Set problem: Write out exactly the lines running from the one with "I bet there's a white" to the end of the data, including both of those lines and excluding pictures.

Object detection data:
╭──
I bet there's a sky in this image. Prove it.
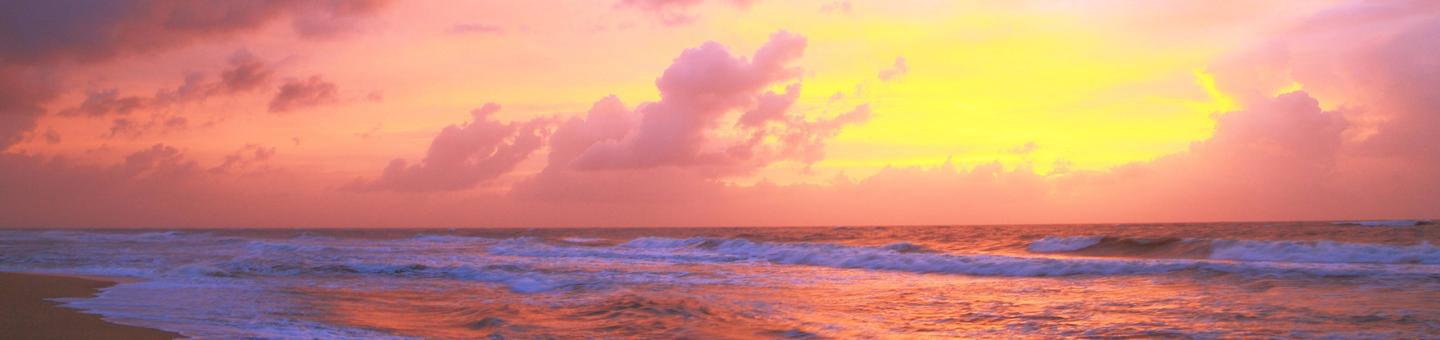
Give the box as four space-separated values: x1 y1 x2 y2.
0 0 1440 228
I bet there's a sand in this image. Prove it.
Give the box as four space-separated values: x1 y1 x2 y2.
0 272 180 339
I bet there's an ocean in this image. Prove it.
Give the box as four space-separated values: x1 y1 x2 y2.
0 220 1440 339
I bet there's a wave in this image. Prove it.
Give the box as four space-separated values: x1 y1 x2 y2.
490 238 1440 277
1027 236 1440 265
1331 219 1434 226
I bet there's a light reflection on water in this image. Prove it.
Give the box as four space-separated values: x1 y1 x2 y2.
0 223 1440 339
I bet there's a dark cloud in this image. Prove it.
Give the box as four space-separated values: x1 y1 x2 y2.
220 49 275 94
0 0 384 63
0 0 384 150
269 75 338 114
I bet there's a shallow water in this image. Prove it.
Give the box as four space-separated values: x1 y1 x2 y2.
0 222 1440 339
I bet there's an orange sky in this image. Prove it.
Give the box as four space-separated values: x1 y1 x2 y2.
0 0 1440 228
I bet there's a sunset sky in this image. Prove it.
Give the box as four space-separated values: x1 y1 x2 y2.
0 0 1440 228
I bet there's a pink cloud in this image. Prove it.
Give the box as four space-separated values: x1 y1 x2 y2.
0 0 384 150
448 23 505 35
210 144 275 173
348 104 552 192
550 32 868 173
615 0 756 26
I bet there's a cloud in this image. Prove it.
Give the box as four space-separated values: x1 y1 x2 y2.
209 144 275 173
516 32 871 197
880 56 910 81
446 23 505 35
291 0 390 39
269 75 338 114
347 104 552 192
59 49 274 117
0 63 58 151
0 0 383 150
220 49 275 94
615 0 756 26
0 0 384 63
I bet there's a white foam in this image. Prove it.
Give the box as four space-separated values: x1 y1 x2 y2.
560 236 605 243
1331 219 1426 226
1025 236 1104 252
1210 241 1440 265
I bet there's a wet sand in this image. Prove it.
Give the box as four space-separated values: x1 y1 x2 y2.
0 272 180 339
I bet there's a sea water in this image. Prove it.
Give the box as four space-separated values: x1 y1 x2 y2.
0 220 1440 339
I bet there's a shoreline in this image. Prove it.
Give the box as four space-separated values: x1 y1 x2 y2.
0 272 183 339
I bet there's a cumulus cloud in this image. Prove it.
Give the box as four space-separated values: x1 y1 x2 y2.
348 104 552 192
516 32 870 197
269 75 338 114
550 32 868 171
0 0 383 150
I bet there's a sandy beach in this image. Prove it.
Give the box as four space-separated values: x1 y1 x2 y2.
0 272 180 339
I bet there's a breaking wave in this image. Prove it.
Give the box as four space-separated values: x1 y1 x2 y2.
1027 236 1440 265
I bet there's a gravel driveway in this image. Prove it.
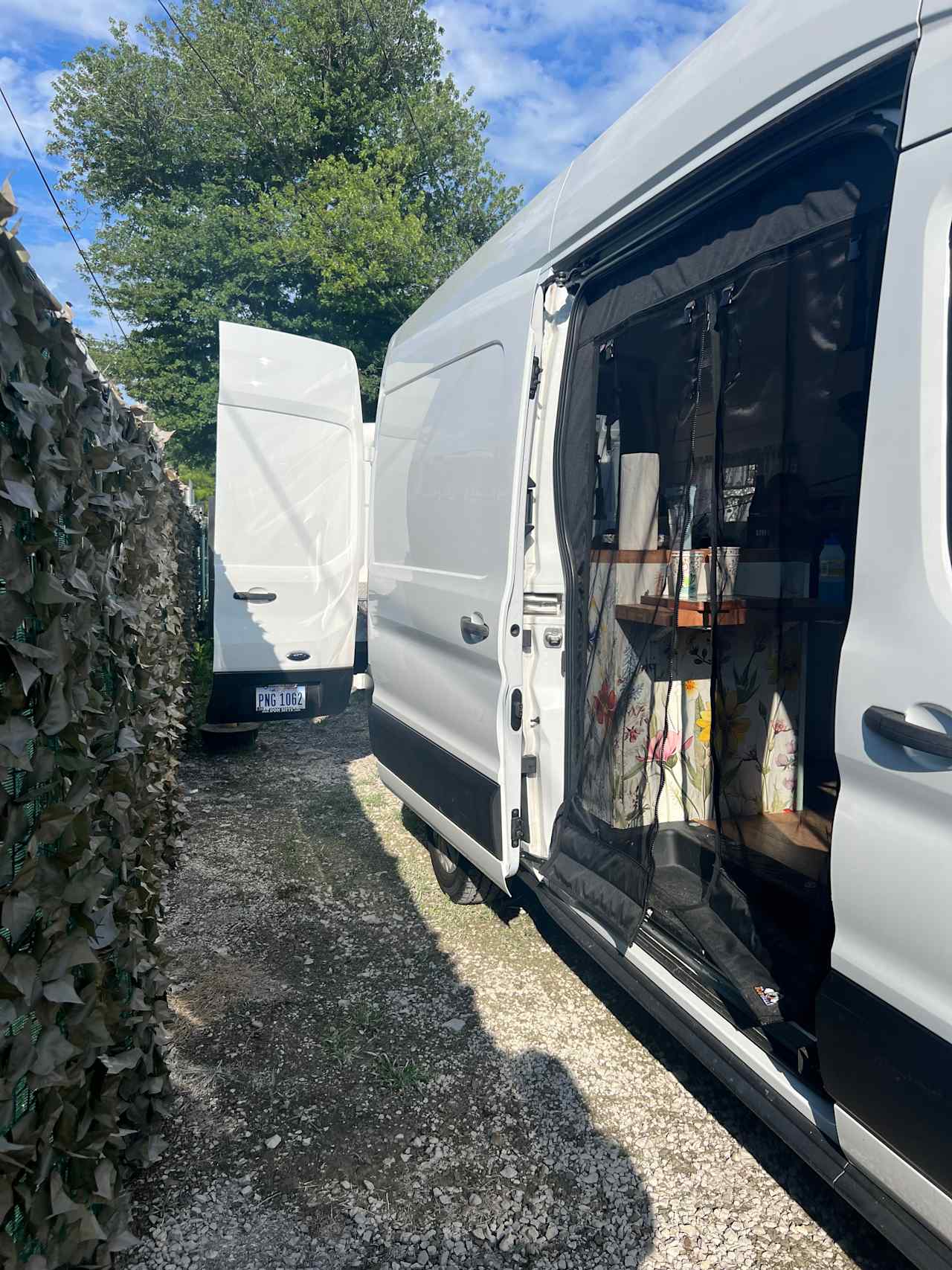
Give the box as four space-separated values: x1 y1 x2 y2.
120 705 907 1270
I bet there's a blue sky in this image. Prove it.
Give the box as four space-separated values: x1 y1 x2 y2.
0 0 742 333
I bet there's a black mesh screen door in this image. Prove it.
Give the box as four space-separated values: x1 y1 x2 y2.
544 112 895 1024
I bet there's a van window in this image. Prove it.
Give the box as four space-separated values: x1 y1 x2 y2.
547 111 896 1026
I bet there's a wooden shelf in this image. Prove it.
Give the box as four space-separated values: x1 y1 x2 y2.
614 596 846 630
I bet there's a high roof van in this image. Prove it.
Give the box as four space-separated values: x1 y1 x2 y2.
214 0 952 1270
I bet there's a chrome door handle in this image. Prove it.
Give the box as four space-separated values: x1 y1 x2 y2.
863 706 952 760
460 613 489 644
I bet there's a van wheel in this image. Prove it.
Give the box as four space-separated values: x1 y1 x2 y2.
429 833 492 904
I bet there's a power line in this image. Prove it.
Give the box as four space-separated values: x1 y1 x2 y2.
╰──
The completed task:
I bet there's a white foam in this image. Prove it.
Give the box as four space-separated values: x1 y1 x2 y2.
560 236 605 243
1331 219 1426 226
1025 236 1104 252
1210 241 1440 265
I bet there's a wet sand in this image. Prove it.
Give the box as four space-separated values: x1 y1 x2 y2.
0 272 180 339
I bet there's a sea water in this image. Prove it.
Give the box as four space-separated values: x1 y1 x2 y2.
0 220 1440 339
I bet there's a shoreline in this image. Prove it.
Give the box as four space-separated values: x1 y1 x2 y2.
0 272 183 339
I bet there's a cumulus cloud in this image. Prove it.
Give the box as four space-separated values: x1 y1 x2 y2.
348 104 552 192
516 32 870 197
269 75 338 114
550 32 868 171
0 0 383 150
I bet there's a sandy beach in this image. Prove it.
Give the box as four space-separated values: x1 y1 x2 y2.
0 272 180 339
I bet there's a breaking wave in this image. Prove it.
Give the box as four space-separated values: x1 y1 x2 y2.
1027 236 1440 265
I bet there's a gravel driveway in this image. Prove it.
Give the box as four space-separated values: x1 y1 x2 y2.
120 705 907 1270
I bet there's a blue sky in this image. Prove it.
Give the box as four space-separated values: x1 y1 x2 y2.
0 0 742 333
I bet there's a black mesh screen door in this image. Prove it.
Give the box as four space-separated values: x1 y1 x2 y2.
544 112 895 1024
I bet there's a van window in this image. Prove it.
Give the box as four space-separated values: x1 y1 x2 y2.
547 111 896 1026
I bet there's a wooden shelf in this image. Prove it.
Give the box as four space-separated values: x1 y1 x2 y2.
614 596 846 630
I bet there's a high roof van in this image. Prove it.
Give the box as four space-separated values: x1 y1 x2 y2.
214 0 952 1270
I bet there's a chrome door handle in this image. Prove it.
Give the box as four space-separated values: x1 y1 x2 y2.
863 706 952 760
460 613 489 644
I bet there's a van wheel in this image. Prove it.
Give the box as four space-separated values: x1 y1 x2 y2.
429 833 492 904
I bet there's a power line in this image. Prove it.
Give the box as four space-separated values: x1 y1 x2 y2.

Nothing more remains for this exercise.